> _What you will do_
1. According to the forum post on KMeans clustering, what values does the zeroth column of the data matrix store?
2. Write out the part of the forum post on KMeans clustering that begins at the words "the above Matrix" and stops after "with index 1)".
3. Extend the forum post on KMeans clustering, picking up after its final line.

> _Text section_
Re: Trying to write the KMeans Clustering Using "Apache Mahout Samsara"

KHATWANI PARTH BHARAT Wed, 26 Apr 2017 02:04:42 -0700

@Trevor and @Dmitriy

Tough Bug in Aggregating Transpose is fixed. One issue is still left which
is causing hindrance in completing the KMeans Code
That issue is of Assigning the the Row Keys of The DRM with the "Closest
Cluster Index" found
Consider the Matrix of Data points given as follows


{
   0 => {0:1.0,    1: 1.0,    2: 1.0,   3: 3.0}
   1 => {0:1.0,    1: 2.0,    2: 3.0,   3: 4.0}
   2 => {0:1.0,    1: 3.0,    2: 4.0,   3: 5.0}
   3 => {0:1.0,    1: 4.0,    2: 5.0,   3: 6.0}
  }
Now these are
0 =>
1 =>
2 =>
3 =>
the Row keys. Here Zeroth column(0) contains the values which will be used
the store the count of Points assigned to each cluster and Column 1 to 3
contains co-ordinates of the data points.

So now after cluster assignment step of Kmeans algorithm which @Dmitriy has
Outlined in the beginning of this mail chain,

the above Matrix should look like this(Assuming that the 0th and 1st data
points are assigned to the cluster with index 0 and 2nd and 3rd data points
are assigned to cluster with index 1)

 {
   0 => {0:1.0,    1: 1.0,    2: 1.0,   3: 3.0}
   0 => {0:1.0,    1: 2.0,    2: 3.0,   3: 4.0}
   1 => {0:1.0,    1: 3.0,    2: 4.0,   3: 5.0}
   1 => {0:1.0,    1: 4.0,    2: 5.0,   3: 6.0}
 }

to achieve above mentioned result i using following code lines of code

//11. Iterating over the Data Matrix(in DrmLike[Int] format)
dataDrmX.mapBlock() {
  case (keys, block) =>
    for (row <- 0 until block.nrow) {
         var dataPoint = block(row, ::)

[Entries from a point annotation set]
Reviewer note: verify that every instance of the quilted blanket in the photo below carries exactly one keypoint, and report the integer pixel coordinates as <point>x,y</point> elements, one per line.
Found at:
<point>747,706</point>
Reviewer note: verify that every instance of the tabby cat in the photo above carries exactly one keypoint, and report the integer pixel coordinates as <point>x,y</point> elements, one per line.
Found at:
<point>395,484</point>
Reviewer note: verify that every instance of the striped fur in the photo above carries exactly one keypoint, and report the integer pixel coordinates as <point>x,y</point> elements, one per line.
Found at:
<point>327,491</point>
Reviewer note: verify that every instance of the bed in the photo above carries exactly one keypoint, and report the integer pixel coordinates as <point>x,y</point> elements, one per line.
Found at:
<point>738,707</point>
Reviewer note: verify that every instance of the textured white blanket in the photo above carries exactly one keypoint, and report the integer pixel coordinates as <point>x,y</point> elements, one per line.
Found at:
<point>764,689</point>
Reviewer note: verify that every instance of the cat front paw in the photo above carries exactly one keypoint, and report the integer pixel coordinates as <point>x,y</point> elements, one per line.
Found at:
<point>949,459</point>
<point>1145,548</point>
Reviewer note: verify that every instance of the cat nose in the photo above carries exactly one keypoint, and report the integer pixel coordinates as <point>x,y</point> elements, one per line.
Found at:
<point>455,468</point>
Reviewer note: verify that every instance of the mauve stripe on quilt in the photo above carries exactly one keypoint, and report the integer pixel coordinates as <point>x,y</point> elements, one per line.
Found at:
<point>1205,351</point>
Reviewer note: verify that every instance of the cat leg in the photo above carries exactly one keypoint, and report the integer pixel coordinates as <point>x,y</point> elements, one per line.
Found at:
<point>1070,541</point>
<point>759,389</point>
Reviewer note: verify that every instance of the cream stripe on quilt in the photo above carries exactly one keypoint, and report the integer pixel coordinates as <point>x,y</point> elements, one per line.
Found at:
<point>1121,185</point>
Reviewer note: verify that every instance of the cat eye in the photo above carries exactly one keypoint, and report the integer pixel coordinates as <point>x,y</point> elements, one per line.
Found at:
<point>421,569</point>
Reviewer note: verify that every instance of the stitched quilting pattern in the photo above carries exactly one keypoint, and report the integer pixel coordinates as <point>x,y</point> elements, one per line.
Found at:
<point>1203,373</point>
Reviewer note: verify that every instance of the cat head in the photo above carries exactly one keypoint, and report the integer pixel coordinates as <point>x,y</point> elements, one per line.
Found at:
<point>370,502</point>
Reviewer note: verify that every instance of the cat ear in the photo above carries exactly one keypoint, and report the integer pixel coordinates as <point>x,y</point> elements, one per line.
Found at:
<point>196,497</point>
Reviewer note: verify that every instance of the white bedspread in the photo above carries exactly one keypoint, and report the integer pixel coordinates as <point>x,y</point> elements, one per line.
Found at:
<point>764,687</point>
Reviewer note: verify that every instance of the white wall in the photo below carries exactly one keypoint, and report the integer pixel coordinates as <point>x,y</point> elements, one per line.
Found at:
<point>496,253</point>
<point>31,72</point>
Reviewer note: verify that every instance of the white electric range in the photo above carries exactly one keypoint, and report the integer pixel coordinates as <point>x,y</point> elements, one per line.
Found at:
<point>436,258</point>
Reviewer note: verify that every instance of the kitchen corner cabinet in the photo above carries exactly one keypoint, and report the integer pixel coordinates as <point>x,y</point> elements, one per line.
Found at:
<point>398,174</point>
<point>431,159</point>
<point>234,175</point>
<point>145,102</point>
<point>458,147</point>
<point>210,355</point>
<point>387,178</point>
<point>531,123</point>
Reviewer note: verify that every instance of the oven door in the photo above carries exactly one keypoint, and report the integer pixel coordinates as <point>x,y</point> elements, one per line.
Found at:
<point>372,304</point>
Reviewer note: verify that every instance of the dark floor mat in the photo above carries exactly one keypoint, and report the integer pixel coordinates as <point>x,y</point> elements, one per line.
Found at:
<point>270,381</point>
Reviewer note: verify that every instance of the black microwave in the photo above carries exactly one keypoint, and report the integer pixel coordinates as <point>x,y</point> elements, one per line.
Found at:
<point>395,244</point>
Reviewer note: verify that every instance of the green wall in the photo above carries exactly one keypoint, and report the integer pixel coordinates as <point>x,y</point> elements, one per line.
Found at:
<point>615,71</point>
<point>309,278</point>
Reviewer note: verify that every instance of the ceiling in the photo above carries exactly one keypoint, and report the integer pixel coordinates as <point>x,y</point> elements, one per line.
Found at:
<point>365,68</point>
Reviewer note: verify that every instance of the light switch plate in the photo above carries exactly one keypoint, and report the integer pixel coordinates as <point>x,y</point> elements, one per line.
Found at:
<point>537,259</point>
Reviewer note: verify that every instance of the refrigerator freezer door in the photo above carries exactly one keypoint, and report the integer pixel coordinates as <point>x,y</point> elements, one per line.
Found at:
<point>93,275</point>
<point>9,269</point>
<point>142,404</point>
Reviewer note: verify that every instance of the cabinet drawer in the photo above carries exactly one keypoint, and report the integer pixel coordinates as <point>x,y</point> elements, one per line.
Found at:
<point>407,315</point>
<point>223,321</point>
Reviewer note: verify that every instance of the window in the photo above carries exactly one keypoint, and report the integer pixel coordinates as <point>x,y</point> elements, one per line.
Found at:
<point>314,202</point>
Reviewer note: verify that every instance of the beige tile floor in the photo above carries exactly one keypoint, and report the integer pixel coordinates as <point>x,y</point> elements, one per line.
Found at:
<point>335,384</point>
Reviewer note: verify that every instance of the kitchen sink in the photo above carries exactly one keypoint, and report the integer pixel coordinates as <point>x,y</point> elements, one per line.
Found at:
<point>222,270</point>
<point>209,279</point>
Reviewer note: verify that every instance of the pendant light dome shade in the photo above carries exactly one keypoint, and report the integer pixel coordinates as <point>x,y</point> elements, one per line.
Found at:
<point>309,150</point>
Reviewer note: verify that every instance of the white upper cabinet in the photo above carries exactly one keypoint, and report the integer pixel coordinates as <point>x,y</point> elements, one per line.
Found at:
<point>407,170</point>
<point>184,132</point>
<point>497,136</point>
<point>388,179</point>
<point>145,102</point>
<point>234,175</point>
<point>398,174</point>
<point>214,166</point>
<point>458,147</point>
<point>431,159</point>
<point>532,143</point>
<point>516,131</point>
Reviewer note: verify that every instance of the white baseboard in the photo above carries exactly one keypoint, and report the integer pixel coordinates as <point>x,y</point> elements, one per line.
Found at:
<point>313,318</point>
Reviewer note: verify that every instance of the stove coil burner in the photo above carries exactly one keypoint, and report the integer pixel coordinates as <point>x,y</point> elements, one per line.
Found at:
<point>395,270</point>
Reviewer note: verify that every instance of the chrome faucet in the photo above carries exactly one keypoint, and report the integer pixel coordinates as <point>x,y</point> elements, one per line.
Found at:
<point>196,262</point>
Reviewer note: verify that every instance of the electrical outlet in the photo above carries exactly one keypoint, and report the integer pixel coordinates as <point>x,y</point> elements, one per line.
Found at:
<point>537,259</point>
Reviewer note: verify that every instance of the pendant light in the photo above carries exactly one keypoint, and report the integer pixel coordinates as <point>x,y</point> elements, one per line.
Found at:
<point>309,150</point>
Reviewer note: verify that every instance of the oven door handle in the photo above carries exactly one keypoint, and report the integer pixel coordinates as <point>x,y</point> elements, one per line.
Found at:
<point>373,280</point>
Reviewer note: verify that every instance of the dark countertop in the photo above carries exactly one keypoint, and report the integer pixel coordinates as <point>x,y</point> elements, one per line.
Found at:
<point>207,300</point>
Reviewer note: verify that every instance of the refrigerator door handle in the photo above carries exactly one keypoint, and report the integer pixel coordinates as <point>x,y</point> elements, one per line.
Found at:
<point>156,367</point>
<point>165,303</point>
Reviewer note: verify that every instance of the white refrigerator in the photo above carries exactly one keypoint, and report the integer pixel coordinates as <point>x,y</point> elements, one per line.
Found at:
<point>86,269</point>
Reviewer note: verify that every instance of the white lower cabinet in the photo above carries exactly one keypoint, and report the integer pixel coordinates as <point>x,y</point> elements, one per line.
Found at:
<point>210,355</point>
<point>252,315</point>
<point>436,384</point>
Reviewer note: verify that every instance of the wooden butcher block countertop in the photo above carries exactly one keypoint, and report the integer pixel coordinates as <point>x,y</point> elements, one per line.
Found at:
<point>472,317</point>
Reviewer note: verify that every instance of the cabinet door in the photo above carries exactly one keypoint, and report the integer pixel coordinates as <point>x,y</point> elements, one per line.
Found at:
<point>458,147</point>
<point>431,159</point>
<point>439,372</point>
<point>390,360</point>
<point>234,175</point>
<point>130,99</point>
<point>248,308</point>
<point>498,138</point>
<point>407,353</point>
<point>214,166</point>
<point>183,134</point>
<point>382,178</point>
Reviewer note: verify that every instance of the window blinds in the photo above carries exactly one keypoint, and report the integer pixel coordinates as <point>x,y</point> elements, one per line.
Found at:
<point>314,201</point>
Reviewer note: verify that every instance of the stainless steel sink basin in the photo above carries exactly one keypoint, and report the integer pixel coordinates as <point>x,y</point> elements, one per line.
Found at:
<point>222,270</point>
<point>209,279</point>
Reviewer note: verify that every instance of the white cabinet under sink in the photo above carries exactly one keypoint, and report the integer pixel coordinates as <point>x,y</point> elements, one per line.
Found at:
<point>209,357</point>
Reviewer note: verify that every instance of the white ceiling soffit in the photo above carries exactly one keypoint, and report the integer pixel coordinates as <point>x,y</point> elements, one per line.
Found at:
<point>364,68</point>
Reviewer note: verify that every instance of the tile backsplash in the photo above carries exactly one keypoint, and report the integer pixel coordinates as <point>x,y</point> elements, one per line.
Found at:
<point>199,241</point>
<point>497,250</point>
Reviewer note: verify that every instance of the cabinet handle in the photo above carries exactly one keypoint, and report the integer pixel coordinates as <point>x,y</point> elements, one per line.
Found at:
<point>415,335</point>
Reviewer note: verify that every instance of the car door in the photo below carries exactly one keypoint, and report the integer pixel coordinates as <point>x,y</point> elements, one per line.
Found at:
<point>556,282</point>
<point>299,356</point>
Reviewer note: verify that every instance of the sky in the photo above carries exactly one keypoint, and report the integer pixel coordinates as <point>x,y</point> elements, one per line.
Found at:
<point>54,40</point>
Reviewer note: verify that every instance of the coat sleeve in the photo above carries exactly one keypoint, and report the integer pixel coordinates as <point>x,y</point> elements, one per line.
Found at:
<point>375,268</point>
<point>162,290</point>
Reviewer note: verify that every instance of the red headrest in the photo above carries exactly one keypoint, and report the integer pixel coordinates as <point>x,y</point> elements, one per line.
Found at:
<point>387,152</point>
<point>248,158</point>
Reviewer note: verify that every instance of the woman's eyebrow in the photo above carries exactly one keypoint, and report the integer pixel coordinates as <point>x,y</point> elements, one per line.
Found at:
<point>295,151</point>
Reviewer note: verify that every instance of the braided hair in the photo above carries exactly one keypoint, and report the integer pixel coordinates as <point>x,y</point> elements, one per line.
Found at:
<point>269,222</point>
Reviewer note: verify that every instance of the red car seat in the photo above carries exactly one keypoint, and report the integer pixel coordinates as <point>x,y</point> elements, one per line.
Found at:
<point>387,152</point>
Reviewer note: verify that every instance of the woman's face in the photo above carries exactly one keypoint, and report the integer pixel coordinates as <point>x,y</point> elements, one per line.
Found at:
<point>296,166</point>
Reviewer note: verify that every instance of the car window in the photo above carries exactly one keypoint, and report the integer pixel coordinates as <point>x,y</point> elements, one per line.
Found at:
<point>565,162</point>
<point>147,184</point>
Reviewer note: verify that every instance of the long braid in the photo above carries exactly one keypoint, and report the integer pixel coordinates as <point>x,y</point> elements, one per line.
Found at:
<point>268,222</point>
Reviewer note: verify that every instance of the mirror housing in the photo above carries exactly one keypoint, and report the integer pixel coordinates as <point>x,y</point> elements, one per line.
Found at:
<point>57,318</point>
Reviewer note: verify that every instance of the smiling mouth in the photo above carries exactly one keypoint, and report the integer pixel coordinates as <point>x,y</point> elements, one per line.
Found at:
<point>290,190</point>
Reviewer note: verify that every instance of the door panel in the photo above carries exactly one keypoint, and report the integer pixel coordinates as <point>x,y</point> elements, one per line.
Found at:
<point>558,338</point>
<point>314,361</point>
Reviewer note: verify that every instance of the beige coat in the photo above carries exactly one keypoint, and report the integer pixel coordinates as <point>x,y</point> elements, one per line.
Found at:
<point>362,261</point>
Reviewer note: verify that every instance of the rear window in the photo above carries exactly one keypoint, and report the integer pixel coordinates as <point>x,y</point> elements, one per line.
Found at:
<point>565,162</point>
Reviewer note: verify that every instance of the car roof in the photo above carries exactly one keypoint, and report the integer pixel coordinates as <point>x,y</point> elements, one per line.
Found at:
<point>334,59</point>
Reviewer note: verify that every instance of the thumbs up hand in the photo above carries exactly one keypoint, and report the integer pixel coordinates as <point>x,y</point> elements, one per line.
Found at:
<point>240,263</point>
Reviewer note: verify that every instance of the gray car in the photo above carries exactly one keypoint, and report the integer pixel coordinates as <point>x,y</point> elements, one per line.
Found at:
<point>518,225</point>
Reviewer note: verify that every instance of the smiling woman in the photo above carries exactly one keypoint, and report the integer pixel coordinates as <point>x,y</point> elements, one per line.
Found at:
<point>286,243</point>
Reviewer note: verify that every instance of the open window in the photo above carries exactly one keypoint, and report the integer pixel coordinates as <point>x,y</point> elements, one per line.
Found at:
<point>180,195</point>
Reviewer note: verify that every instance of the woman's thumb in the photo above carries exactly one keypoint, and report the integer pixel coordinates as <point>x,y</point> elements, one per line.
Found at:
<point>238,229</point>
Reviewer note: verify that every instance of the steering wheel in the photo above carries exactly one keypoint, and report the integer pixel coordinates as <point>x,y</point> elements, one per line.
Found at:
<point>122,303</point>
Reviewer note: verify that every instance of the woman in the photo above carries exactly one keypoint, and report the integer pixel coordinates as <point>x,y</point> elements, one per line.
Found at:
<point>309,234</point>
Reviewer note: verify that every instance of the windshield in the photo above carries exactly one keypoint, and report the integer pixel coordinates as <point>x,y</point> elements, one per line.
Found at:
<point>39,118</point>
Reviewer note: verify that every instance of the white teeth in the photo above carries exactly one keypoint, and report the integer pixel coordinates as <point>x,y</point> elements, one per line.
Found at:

> _In response_
1. The count of points assigned to each cluster.

2.
the above Matrix should look like this(Assuming that the 0th and 1st data
points are assigned to the cluster with index 0 and 2nd and 3rd data points
are assigned to cluster with index 1)

3.
         //12. findTheClosestCentriod find the closest centriod to the Data
point specified by "dataPoint"
         val closesetIndex = findTheClosestCentriod(dataPoint, centriods)

         //13. assigning closest index to key
         keys(row) = closesetIndex
     }
     keys -> block
}

But it turns out to be

 {
   0 => {0:1.0,    1: 2.0,    2: 3.0,   3: 4.0}
   1 => {0:1.0,    1: 4.0,    2: 5.0,   3: 6.0}
 }


So is there any thing wrong with the syntax of the above code.I am unable
to find any reference to the way in which i should assign a value to the
row keys.

@Trevor as per what you have mentioned in the above mail chain
"Got it- in short no.

Think of the keys like a dictionary or HashMap.

That's why everything is ending up on row 1."

But according to Algorithm outlined by@Dmitriy at start of the mail chain
we assign same key To Multiple Rows is possible.
Same is also mentioned in the Book Written by Dmitriy and Andrew.
It is mentioned that the rows having the same row keys summed up when we
take aggregating transpose.

I now confused that weather it possible to achieve what i have mentioned
above or it is not possible to achieve or it is the Bug in the API.



Thanks & Regards
Parth

On Tue, Apr 25, 2017 at 9:07 PM, Khurrum Nasim <khurrum.na...@useitc.com>
wrote:

> Can mahout be used for self driving tech ?
>
> Thanks,
>
> Khurrum.
>
> On Apr 24, 2017, 10:34 PM -0400, KHATWANI PARTH BHARAT <
> h2016...@pilani.bits-pilani.ac.in>, wrote:
> > @Trevor and @Dmitriy
> >
> > Tough Bug in Aggregating Transpose is fixed. One issue is still left
> which
> > is causing hindrance in completing the KMeans Code
> > That issue is of Assigning the the Row Keys of The DRM with the "Closest
> > Cluster Index" found
> > Consider the Matrix of Data points given as follows
> >
> > {
> > 0 => {0:1.0, 1: 1.0, 2: 1.0, 3: 3.0}
> > 1 => {0:1.0, 1: 2.0, 2: 3.0, 3: 4.0}
> > 2 => {0:1.0, 1: 3.0, 2: 4.0, 3: 5.0}
> > 3 => {0:1.0, 1: 4.0, 2: 5.0, 3: 6.0}
> > }
> > Now these are
> > 0 =
> > 1 =
> > 2 =
> > 3 =
> > the Row keys. Here Zeroth column(0) contains the values which will be
> used
> > the store the count of Points assigned to each cluster and Column 1 to 3
> > contains co-ordinates of the data points.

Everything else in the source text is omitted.